──────── Source data

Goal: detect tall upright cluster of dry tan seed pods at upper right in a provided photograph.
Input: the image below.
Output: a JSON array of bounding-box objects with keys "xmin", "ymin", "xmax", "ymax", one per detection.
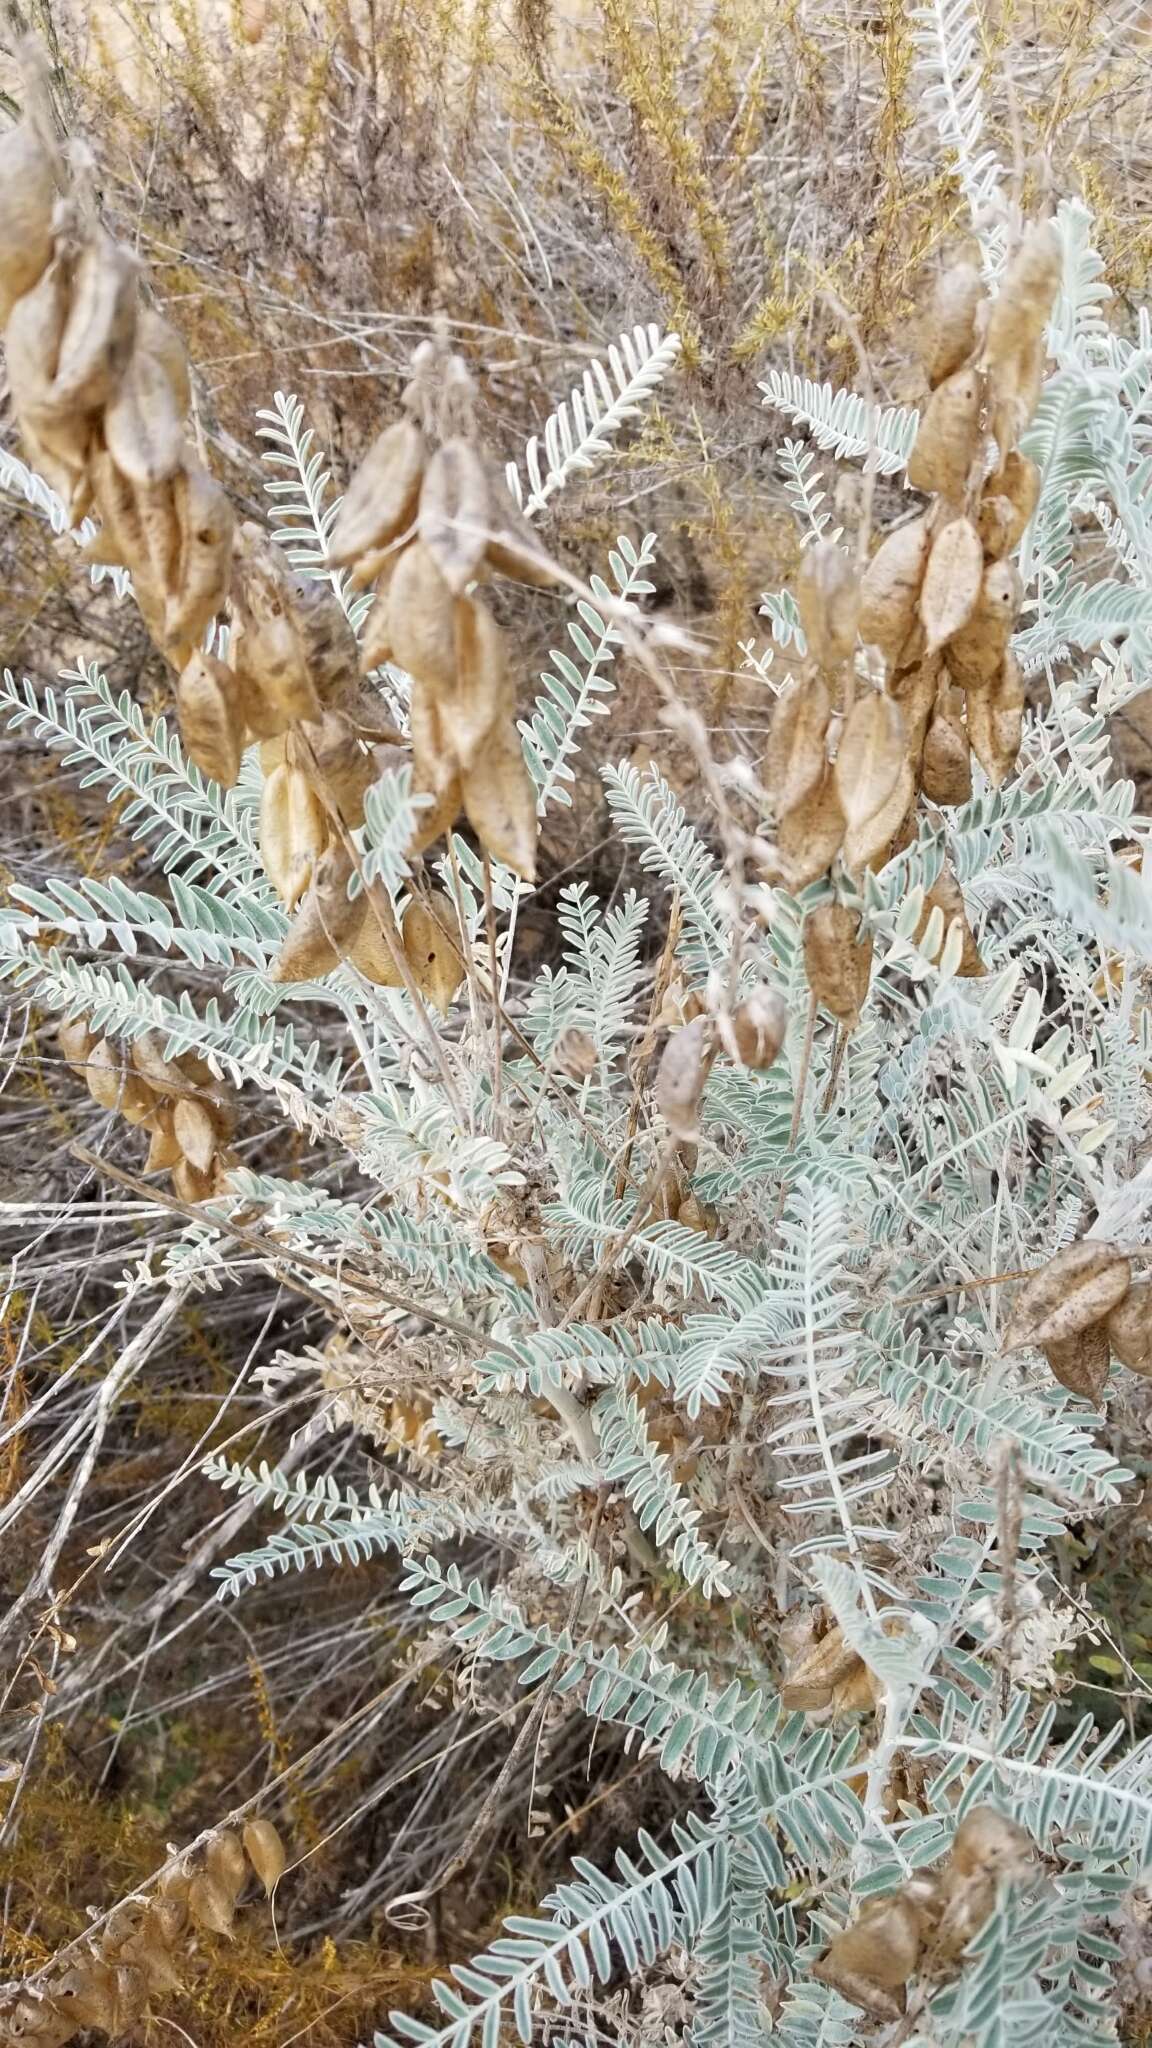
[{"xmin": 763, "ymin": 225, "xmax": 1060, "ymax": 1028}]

────────────────
──────── Source data

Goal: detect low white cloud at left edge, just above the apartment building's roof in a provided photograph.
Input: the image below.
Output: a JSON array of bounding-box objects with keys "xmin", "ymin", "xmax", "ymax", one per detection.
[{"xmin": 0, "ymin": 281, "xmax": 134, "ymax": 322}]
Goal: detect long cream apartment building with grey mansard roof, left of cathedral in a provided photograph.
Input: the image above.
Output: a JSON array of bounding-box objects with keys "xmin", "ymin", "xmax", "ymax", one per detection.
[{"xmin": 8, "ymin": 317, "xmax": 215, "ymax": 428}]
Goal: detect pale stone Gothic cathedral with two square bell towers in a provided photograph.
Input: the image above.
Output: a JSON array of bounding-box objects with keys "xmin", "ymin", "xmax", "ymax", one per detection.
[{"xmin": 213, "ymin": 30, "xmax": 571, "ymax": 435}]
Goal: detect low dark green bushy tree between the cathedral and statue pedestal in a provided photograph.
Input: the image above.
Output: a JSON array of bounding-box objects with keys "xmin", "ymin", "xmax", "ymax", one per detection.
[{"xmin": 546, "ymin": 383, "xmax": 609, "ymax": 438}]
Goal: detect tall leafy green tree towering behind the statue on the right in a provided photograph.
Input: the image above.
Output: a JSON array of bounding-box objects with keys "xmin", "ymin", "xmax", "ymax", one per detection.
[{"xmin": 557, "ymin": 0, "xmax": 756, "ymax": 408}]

────────────────
──────── Source data

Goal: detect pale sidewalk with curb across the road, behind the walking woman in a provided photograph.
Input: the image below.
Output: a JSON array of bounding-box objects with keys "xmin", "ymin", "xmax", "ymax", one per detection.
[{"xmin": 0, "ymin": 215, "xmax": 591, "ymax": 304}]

────────────────

Action item
Copy out, from the records above, every line that holds the string "roof".

Response area
Goal: detect low white cloud at left edge, just above the apartment building's roof in a provided photograph.
Goal: detect long cream apartment building with grey mansard roof, left of cathedral in a provided photograph.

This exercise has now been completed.